§ YOUR INSTRUCTIONS
Can you echo the material below line for line, leaving out the pictures?

Dataset excerpt:
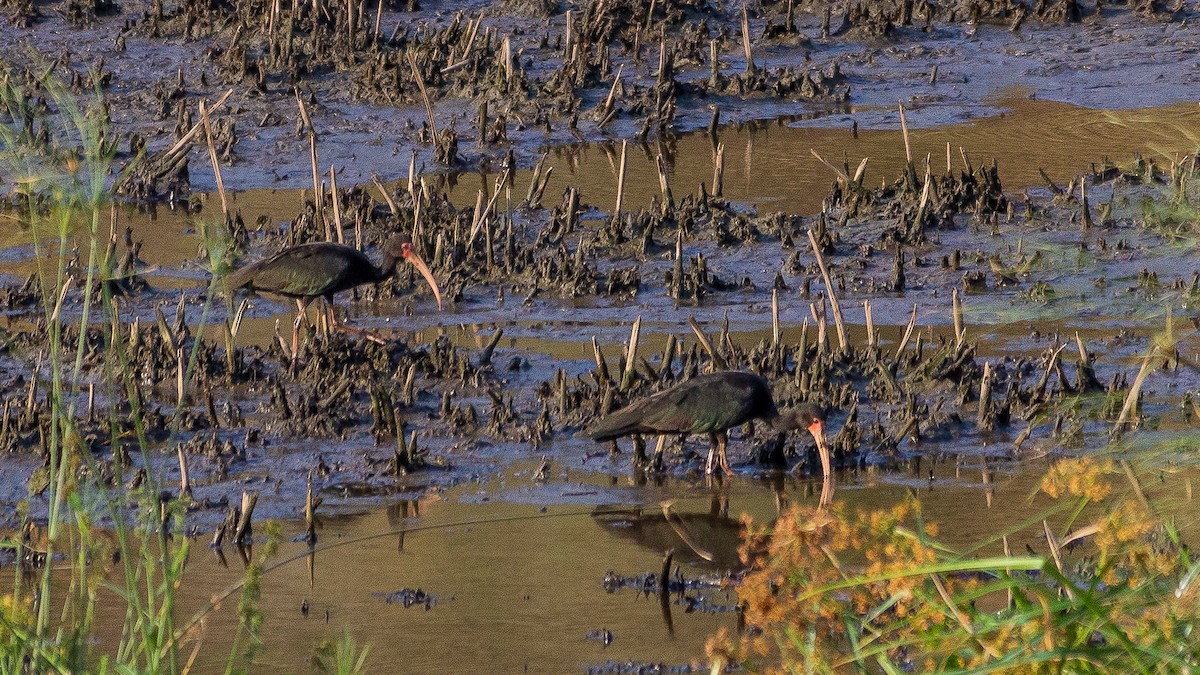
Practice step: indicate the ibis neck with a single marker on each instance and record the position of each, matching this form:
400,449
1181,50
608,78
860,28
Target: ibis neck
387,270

§ OUTPUT FOR THIS TASK
Practice step: indicate the ibis neck with a single marker on each instance and record the position of each, matching this form:
400,449
1181,50
608,78
860,28
Target: ibis neck
387,270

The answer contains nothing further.